§ What to do
Please transcribe the data below exactly. Leave the pictures out.

§ The input
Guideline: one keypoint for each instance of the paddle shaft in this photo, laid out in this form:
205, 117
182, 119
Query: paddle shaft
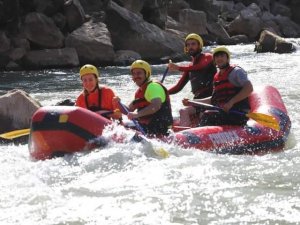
208, 106
165, 73
261, 118
136, 123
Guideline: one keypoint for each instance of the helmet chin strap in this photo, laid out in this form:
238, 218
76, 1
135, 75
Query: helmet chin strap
194, 54
223, 66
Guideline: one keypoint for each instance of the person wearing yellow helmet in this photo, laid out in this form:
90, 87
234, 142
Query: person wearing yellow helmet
199, 72
95, 97
231, 89
151, 105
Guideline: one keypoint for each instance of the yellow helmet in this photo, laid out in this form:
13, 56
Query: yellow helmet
195, 37
141, 64
88, 69
221, 49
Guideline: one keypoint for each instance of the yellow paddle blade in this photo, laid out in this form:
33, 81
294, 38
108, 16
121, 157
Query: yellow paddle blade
161, 152
14, 134
264, 119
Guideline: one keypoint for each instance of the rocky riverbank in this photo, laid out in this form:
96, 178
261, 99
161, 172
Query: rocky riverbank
37, 34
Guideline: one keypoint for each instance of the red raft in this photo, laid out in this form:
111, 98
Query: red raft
56, 130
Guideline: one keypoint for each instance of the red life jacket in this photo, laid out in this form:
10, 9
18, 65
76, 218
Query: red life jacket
163, 115
224, 90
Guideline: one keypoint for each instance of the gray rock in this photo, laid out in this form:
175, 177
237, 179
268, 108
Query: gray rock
126, 57
129, 31
42, 32
92, 42
51, 58
270, 42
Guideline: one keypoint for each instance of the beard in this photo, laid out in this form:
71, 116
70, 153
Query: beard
194, 53
224, 66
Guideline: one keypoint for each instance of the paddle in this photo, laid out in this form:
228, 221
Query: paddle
160, 152
165, 73
19, 133
15, 134
263, 119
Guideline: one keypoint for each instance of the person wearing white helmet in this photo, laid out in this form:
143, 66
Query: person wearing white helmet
199, 72
151, 106
231, 89
95, 97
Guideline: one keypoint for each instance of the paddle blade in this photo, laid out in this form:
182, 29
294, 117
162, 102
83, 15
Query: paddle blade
161, 152
15, 134
264, 119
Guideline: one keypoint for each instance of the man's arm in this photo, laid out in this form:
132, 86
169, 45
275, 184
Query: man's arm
180, 84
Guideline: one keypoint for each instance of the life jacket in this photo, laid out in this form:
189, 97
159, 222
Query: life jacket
95, 102
163, 115
202, 80
224, 91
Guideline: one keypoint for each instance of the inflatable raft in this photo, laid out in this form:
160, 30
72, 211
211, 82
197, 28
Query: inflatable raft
57, 130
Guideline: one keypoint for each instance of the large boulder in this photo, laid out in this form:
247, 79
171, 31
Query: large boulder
74, 13
4, 42
93, 44
130, 32
248, 22
193, 21
270, 42
42, 32
50, 58
16, 110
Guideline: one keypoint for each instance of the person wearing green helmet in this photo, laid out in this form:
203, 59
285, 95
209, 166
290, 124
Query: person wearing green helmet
199, 72
151, 106
95, 97
231, 89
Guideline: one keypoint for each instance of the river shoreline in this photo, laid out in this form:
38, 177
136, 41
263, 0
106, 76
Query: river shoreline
69, 33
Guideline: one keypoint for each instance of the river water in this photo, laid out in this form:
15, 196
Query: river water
122, 184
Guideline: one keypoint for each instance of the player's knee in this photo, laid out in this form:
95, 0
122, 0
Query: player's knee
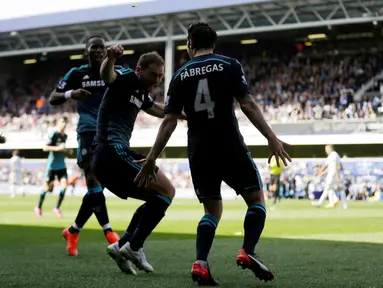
213, 207
163, 186
91, 180
169, 191
255, 196
49, 187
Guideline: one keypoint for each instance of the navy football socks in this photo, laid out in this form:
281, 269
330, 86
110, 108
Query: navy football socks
60, 198
41, 200
205, 236
253, 225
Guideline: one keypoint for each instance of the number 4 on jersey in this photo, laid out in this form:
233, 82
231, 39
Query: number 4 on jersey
202, 100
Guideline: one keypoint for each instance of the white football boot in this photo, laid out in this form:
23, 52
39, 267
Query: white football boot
137, 257
124, 265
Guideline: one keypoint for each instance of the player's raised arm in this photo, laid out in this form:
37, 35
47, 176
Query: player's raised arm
254, 114
66, 89
158, 110
173, 111
107, 71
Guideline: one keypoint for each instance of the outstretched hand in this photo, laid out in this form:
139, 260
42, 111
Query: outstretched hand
115, 51
147, 172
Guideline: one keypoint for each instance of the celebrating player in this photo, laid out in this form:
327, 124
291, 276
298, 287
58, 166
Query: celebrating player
205, 88
84, 85
56, 166
15, 174
113, 160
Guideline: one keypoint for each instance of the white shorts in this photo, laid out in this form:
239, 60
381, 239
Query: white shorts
15, 178
331, 183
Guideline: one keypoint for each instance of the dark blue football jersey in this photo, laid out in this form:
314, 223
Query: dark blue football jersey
119, 108
206, 88
56, 160
89, 79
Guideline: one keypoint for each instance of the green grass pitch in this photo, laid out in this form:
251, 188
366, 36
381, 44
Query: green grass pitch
305, 246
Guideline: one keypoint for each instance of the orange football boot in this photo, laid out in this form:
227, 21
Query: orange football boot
72, 242
112, 237
202, 275
260, 271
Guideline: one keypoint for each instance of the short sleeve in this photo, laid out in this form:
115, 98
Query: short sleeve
174, 103
68, 82
240, 85
51, 141
148, 102
124, 78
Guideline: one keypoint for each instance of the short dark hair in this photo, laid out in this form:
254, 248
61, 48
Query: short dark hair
150, 58
92, 37
202, 35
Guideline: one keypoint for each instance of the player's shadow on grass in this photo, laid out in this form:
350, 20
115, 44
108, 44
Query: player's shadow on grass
29, 254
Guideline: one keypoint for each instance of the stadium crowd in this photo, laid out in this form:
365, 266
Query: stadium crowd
287, 88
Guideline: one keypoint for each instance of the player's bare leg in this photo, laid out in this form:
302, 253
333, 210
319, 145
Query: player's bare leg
158, 197
48, 187
200, 271
253, 226
63, 185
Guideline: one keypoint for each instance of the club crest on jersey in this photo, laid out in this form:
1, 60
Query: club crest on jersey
134, 100
93, 83
61, 84
198, 71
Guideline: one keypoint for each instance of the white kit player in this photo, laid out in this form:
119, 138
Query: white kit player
333, 180
15, 174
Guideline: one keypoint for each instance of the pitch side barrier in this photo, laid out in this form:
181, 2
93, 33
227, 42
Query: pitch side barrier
258, 151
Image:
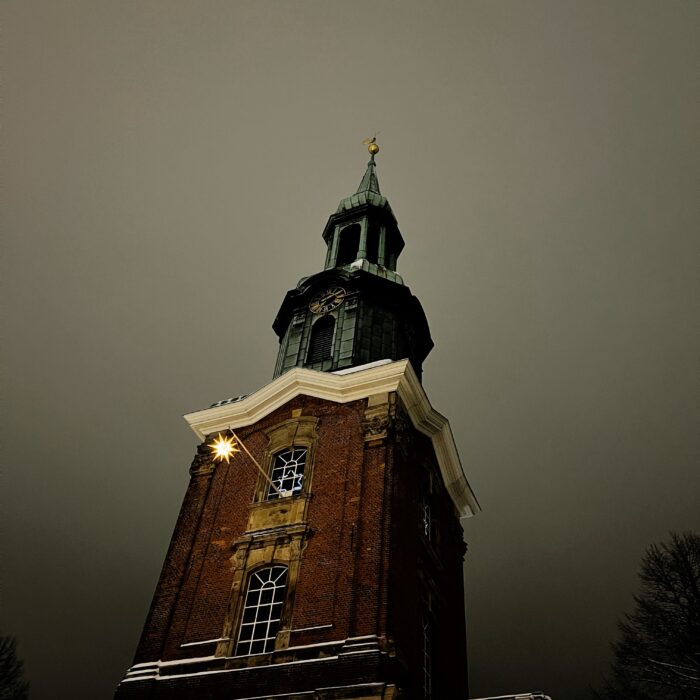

§ Exercise output
Guideline: one keypoint for each instance of the paddle shaft in this photo, laid out in this form:
205, 117
182, 119
Query: paddle shaft
208, 106
165, 73
261, 118
136, 123
Guideline: one keypoint for each instance of the helmet chin strap in this photo, laid out in this form:
238, 218
76, 1
135, 75
Query: helmet chin strap
194, 54
223, 66
Guideline: one keypoint for each instance of the person wearing yellow helmet in this photo, laid out in this form:
90, 87
234, 142
Query: person wearing yellow helmet
199, 72
95, 97
231, 89
151, 105
Guideline: one keypoint for each instance of the yellow helmet in this photo, laid out in this form:
13, 56
Query: yellow helmet
195, 37
141, 64
88, 69
221, 49
Guideline: one keypoint for each instance of the yellow paddle blade in this photo, laid out in this form:
33, 81
294, 38
108, 16
121, 157
Query: yellow paddle blade
161, 152
14, 134
264, 119
Guideline: one keypoint for each instance of the rocky riverbank in this photo, laid out in this form:
96, 178
261, 99
161, 172
Query: rocky riverbank
37, 34
Guideline: one keypoint for each instance of the red raft in this photo, laid out in this form:
111, 98
Query: red raft
56, 130
Guideline: one keypoint for each instance of the red life jacket in this photo, laid out in this form:
10, 9
18, 65
76, 218
Query: red life jacket
163, 115
224, 90
Guideline: one keypoint for each instance of the gray rock in this photo, laid out in this form:
175, 177
237, 179
268, 108
Query: gray rock
126, 57
129, 31
42, 32
92, 42
51, 58
270, 42
Guideline: one keypoint for each instance of the beard in this photo, laid out in this form:
71, 116
70, 153
Query: beard
194, 53
224, 66
Guideline: one keypoint for each instance of the paddle in this photo, laid out in this form:
228, 221
Query: paddle
160, 152
165, 73
19, 133
15, 134
263, 119
Guideline: one keypoint for each instance of the person wearing white helmet in this photo, laid out in this form:
143, 66
Query: person wearing white helmet
199, 72
151, 106
231, 89
95, 97
Guideline: one keypoint for each instance of the paddle blade in this photo, laid out in this form:
182, 29
294, 117
162, 102
83, 15
Query: paddle blade
161, 152
15, 134
264, 119
Guideline: one keypoint for each instance of the man's arm in this photo, laid out in this form:
132, 86
169, 45
275, 184
Query: man's arm
180, 84
Guideline: one keypoint for each instance of the life jacket in this photo, laid out in this form:
189, 97
159, 222
Query: life jacket
95, 102
163, 115
202, 80
224, 91
Guideline: one keypoint for each instance of the inflatable raft in this photo, laid out in this form:
160, 30
72, 211
211, 82
197, 28
Query: inflatable raft
57, 130
Guideline: one keypoint for each instance of the large boulder in this photo, laid out in this form:
247, 79
171, 31
Query: large boulder
74, 13
4, 42
93, 44
130, 32
248, 22
193, 21
270, 42
42, 32
50, 58
16, 110
Guideline: one keypoint for each instance of the person wearing green helmet in this photo, laid out in this form:
203, 59
285, 95
209, 166
290, 124
Query: person wearing green helmet
199, 72
151, 106
95, 97
231, 89
Guideline: one keypoint for each instance of the river shoreline in this photo, laid out in this form:
38, 177
136, 41
263, 0
106, 76
Query: river shoreline
69, 33
Guideline: one keypoint for each instance of the river water in this photo, laid out in this form:
15, 196
Query: river water
122, 184
Guideline: one keypoint for each instance of the player's knee in this photo, laid out in this form:
95, 0
122, 0
Query: player's knee
213, 207
163, 186
91, 180
169, 191
255, 196
49, 187
Guideline: one keypoint for each instance of the navy football socks in this photo, laid out in this form:
281, 269
330, 86
110, 108
Query: navy football socks
60, 198
41, 200
205, 236
253, 225
Guideline: one keypoint for each instance of the number 4 on jersey in this photo, laid out in this form:
233, 82
231, 39
Query: number 4 on jersey
202, 100
Guideline: one keypoint for each instance of the white football boot in this photo, laid out in this form:
23, 52
39, 267
Query: white football boot
137, 257
124, 265
Guideline: one keypoint for each instance of the player's raised arm in this photo, laid out in this form:
37, 35
47, 176
Query: player's raised arm
254, 114
66, 89
158, 110
173, 111
107, 71
Guideline: one keypoint for each instance of the outstretched hand in this photo, laid out in this form:
139, 260
42, 111
Query: outstretched hand
115, 51
147, 172
Guideline: one keypoint for each instance of the celebrating player in this photo, laid out in this form:
327, 124
291, 276
298, 287
58, 166
Query: celebrating player
205, 88
84, 85
56, 166
15, 174
113, 160
Guideline: one keypoint for each instance of the white shorts in this photo, laid out in this form:
239, 60
381, 239
Query: white shorts
15, 178
331, 183
Guideline: one keypoint for each instance of the dark blue football jersey in this photo, laid out in this form:
314, 223
Query: dark blue football jersey
119, 108
206, 88
56, 160
89, 79
Guideline: one keypoint for each instance of the green grass pitch in this photo, laid out in this form:
251, 188
366, 36
381, 44
Query: green grass pitch
305, 246
Guideline: one keypoint for each instance of the orange football boot in this photo, laid out in this form:
227, 21
Query: orange football boot
72, 242
112, 237
202, 275
260, 271
Guideline: one keypoint for each instance of the short sleeve in this photo, laid out in this form:
115, 98
Query: short sleeve
174, 103
68, 82
240, 85
51, 141
148, 102
124, 78
Guideline: one keypoint for each instance of the short dark hair in this photo, laid out in this form:
254, 248
61, 48
Query: short dark hair
150, 58
92, 37
202, 35
Guideline: one keypoint for each instance of the player's shadow on grass in this photo, laid out in this form:
350, 20
115, 44
108, 44
Query: player's shadow on grass
29, 254
Guideline: one keypoint for each instance of the stadium crowd in this photo, laid out in this form:
365, 266
Query: stadium crowd
287, 88
Guideline: one keypoint for each instance of the player's bare leg in this photo, laid out in this form:
302, 253
333, 210
319, 145
Query: player's bare leg
158, 197
48, 187
200, 271
253, 226
63, 185
Guideline: one keypoint for each instance of the club crest on jersey in this photo, laid out in this form:
1, 60
Query: club crest on jersey
134, 100
93, 83
61, 84
198, 71
Guideline: one keypoint for each instance of the white kit player in this photo, laid out in this form:
119, 138
Query: white kit player
333, 180
15, 174
Guideline: one keypoint for each instance of the pitch side barrier in this photo, laid out in this form:
181, 2
93, 33
227, 42
Query: pitch side barrier
258, 151
Image:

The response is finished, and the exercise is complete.